*DIRECTIONS FOR THIS TASK*: Locate each line in the entries below that contains the string "white", and copy those lines.
....................
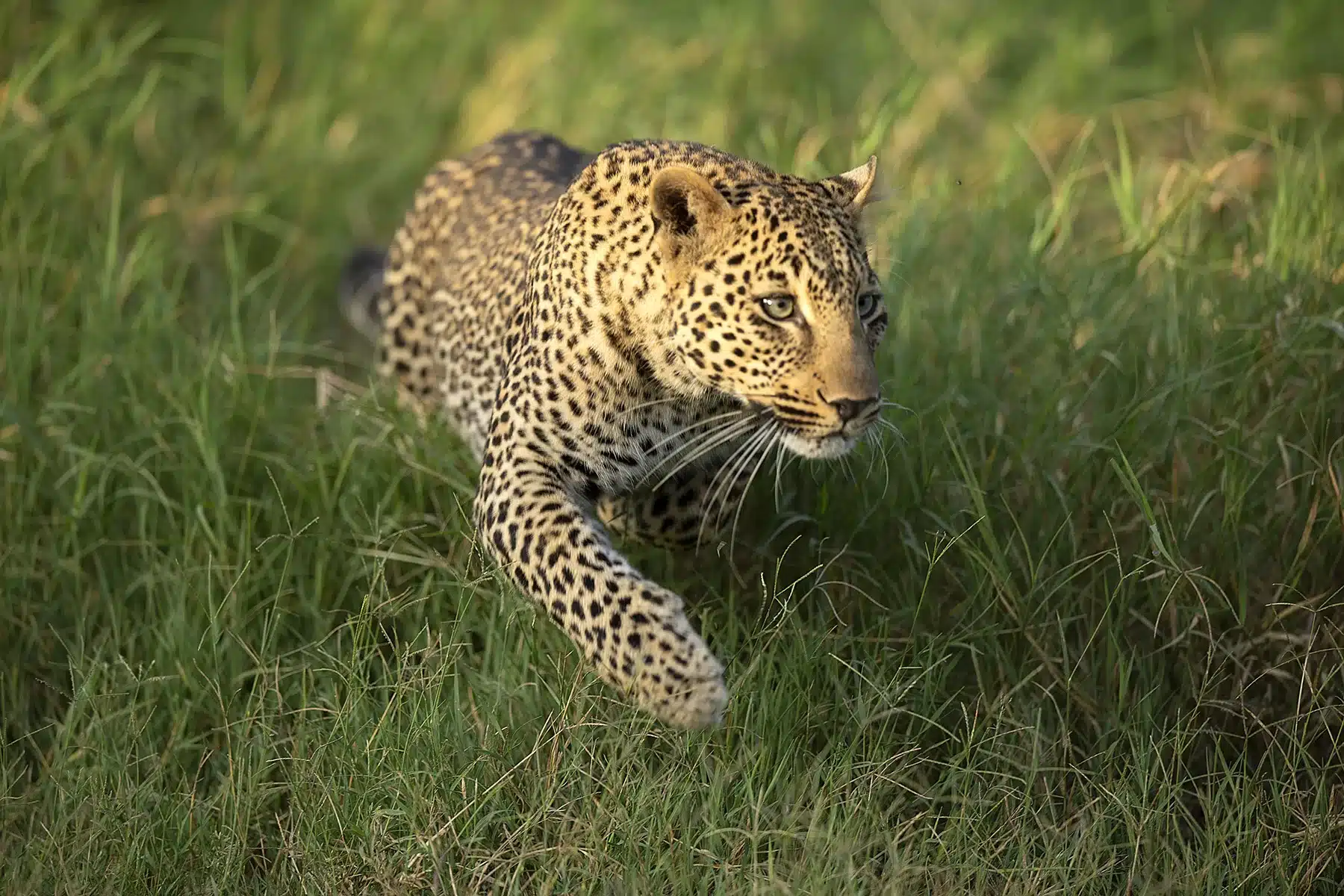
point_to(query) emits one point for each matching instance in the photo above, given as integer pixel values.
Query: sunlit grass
(1075, 630)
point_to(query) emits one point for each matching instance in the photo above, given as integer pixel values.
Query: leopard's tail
(361, 284)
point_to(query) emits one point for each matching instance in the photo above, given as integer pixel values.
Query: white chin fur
(823, 449)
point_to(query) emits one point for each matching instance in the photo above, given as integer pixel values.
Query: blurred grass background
(1078, 632)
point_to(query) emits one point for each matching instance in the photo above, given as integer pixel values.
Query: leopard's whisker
(732, 467)
(742, 497)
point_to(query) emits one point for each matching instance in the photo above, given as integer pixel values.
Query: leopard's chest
(644, 447)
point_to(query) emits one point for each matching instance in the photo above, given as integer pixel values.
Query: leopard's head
(772, 299)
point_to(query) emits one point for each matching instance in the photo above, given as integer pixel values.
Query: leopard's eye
(779, 307)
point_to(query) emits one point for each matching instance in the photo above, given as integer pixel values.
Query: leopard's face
(772, 301)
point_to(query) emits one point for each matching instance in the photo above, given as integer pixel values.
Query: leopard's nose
(848, 408)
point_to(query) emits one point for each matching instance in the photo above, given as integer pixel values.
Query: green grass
(1080, 632)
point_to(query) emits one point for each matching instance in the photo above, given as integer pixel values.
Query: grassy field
(1078, 632)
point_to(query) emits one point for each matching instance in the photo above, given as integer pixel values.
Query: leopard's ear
(685, 206)
(853, 188)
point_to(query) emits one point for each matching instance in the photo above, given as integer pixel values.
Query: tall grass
(1077, 630)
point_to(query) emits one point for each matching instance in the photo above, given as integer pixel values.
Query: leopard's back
(456, 272)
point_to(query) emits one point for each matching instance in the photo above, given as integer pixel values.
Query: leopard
(620, 339)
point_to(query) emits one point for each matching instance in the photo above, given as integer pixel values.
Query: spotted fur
(623, 339)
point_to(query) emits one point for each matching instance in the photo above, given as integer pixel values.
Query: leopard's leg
(687, 511)
(542, 529)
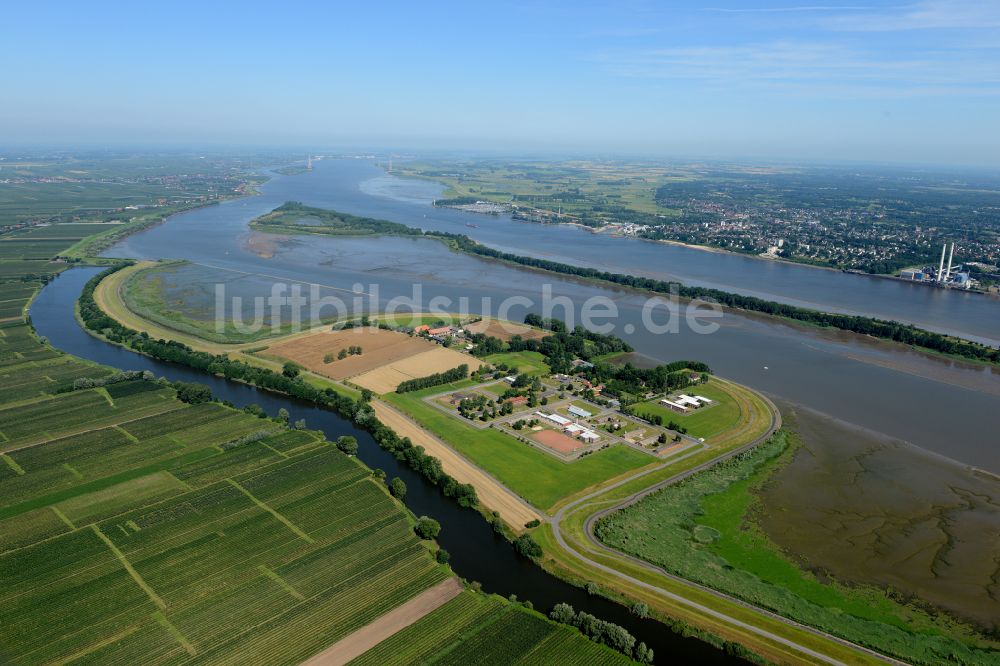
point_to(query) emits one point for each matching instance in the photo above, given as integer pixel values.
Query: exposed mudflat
(863, 508)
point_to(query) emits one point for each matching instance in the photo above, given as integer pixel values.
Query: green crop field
(536, 476)
(135, 528)
(525, 362)
(478, 629)
(704, 422)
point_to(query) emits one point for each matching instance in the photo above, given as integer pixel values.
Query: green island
(906, 334)
(867, 223)
(865, 614)
(213, 451)
(142, 520)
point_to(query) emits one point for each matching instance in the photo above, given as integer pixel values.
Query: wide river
(947, 407)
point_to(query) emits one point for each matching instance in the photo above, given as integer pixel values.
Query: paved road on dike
(360, 641)
(556, 521)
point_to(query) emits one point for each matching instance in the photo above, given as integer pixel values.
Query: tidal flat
(862, 508)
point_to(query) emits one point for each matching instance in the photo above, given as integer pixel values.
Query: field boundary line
(174, 632)
(125, 433)
(406, 614)
(129, 568)
(74, 471)
(284, 584)
(280, 453)
(96, 646)
(17, 469)
(48, 437)
(287, 523)
(62, 516)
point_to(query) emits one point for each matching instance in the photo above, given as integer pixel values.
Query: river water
(948, 407)
(478, 554)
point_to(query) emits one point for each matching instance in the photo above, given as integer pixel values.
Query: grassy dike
(754, 421)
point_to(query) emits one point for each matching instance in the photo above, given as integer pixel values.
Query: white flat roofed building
(555, 418)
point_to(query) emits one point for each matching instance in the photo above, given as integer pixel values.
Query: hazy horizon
(880, 83)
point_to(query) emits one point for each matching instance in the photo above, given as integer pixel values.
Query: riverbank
(768, 646)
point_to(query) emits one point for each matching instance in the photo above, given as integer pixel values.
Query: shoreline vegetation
(704, 530)
(343, 228)
(286, 218)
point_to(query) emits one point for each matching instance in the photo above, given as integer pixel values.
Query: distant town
(878, 223)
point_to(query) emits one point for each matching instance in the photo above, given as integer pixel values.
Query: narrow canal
(478, 554)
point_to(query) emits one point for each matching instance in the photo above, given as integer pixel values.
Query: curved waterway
(478, 554)
(945, 406)
(361, 188)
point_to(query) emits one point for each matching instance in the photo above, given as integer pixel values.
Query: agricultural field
(387, 377)
(225, 569)
(707, 421)
(538, 477)
(703, 530)
(525, 362)
(386, 358)
(479, 629)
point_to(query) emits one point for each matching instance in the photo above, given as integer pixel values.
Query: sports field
(505, 330)
(557, 441)
(538, 477)
(704, 422)
(386, 359)
(476, 629)
(378, 347)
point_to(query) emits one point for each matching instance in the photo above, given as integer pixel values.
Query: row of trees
(602, 631)
(438, 378)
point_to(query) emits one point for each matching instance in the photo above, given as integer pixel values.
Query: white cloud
(812, 67)
(925, 15)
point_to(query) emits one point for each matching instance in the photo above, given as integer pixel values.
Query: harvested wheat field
(378, 348)
(387, 377)
(557, 441)
(505, 330)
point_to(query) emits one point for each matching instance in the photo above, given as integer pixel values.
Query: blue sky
....................
*EXERCISE SOLUTION*:
Query: white chin fur
Query: white flat roofed building
Query: white cloud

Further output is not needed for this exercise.